■ **WHAT YOU ARE ASKED TO DO**:
Every record gets copied exactly, and no picture goes with it.

Dataset excerpts
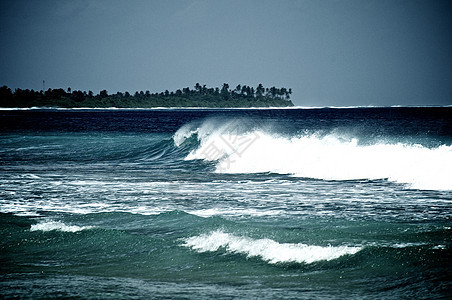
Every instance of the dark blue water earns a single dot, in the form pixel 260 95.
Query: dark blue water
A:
pixel 258 203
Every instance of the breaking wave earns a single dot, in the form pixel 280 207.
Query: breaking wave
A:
pixel 266 249
pixel 236 147
pixel 57 226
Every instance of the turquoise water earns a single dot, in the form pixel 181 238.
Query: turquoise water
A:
pixel 296 203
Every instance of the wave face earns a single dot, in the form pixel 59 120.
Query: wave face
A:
pixel 266 249
pixel 227 204
pixel 328 157
pixel 57 226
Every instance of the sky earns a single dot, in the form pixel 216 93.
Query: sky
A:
pixel 330 52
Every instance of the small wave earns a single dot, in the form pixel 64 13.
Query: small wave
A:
pixel 332 157
pixel 267 249
pixel 57 226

■ **WRITTEN REPLY**:
Every instance of the dark blue water earns a single dot, in the form pixel 260 95.
Query: dark blue water
A:
pixel 258 203
Every instance of the breaking wave earns a single dot, in the form pixel 280 207.
Query: breaking wave
A:
pixel 266 249
pixel 236 147
pixel 57 226
Every instance of the turquoise water earns a single dot, in the form pixel 181 238.
Query: turquoise water
A:
pixel 296 203
Every instance of the wave face earns a single dot, in the form pixel 59 120.
Query: wave face
A:
pixel 266 249
pixel 227 204
pixel 328 157
pixel 57 226
Every instance of the sky earns a single dot, in the form pixel 216 93.
Query: sky
A:
pixel 330 52
Every instance of the small wave earns a single dot, in the form pixel 64 13.
Query: small wave
A:
pixel 332 157
pixel 267 249
pixel 57 226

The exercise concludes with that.